[Records of labeled points]
## START
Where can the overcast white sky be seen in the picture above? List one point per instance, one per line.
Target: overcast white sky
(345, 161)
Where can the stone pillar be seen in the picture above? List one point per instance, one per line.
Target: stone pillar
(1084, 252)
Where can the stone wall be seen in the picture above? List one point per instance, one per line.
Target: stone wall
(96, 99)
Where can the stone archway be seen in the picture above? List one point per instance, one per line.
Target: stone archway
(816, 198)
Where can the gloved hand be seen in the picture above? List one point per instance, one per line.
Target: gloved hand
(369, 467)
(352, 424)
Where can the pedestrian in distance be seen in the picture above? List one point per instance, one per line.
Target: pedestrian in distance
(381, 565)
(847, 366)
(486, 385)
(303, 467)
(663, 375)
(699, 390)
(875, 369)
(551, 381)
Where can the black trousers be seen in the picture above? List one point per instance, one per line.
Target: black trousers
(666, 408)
## END
## START
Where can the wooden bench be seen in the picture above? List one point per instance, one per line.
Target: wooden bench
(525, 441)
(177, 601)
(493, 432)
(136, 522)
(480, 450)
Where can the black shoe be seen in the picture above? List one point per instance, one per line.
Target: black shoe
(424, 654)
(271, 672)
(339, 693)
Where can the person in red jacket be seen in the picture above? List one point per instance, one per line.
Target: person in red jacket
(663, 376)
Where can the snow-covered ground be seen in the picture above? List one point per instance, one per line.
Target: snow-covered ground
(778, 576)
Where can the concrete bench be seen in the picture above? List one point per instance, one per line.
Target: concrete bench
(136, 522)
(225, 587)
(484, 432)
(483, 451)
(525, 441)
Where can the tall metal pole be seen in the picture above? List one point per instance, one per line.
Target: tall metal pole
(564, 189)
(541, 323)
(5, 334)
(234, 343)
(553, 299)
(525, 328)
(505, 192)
## END
## START
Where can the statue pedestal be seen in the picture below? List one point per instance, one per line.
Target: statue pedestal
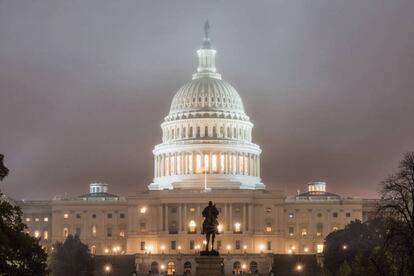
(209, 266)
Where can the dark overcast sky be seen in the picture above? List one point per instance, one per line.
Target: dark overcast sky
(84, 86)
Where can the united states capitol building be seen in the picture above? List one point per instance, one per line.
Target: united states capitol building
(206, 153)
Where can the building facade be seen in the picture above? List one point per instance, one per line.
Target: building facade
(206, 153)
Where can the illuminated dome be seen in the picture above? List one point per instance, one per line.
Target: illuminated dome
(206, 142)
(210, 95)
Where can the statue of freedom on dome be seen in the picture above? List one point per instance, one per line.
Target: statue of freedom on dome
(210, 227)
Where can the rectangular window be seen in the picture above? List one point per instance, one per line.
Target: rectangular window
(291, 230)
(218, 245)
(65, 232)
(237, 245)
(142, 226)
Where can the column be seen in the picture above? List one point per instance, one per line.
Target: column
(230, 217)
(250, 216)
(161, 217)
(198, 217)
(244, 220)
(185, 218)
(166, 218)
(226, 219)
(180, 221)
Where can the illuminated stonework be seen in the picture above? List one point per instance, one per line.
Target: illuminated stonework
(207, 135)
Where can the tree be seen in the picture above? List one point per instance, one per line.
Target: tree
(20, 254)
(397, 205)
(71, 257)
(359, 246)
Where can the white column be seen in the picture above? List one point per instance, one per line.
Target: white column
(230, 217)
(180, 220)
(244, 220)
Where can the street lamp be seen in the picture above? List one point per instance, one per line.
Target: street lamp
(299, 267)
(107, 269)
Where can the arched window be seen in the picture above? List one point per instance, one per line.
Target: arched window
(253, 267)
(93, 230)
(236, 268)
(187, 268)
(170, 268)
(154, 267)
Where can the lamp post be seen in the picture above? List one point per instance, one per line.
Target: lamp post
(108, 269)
## END
Pull out each line of the items above that contains the word "trousers", matching case exactly.

Where can the black trousers be seen in the picture above? List one point per instance, one per line.
Target: black trousers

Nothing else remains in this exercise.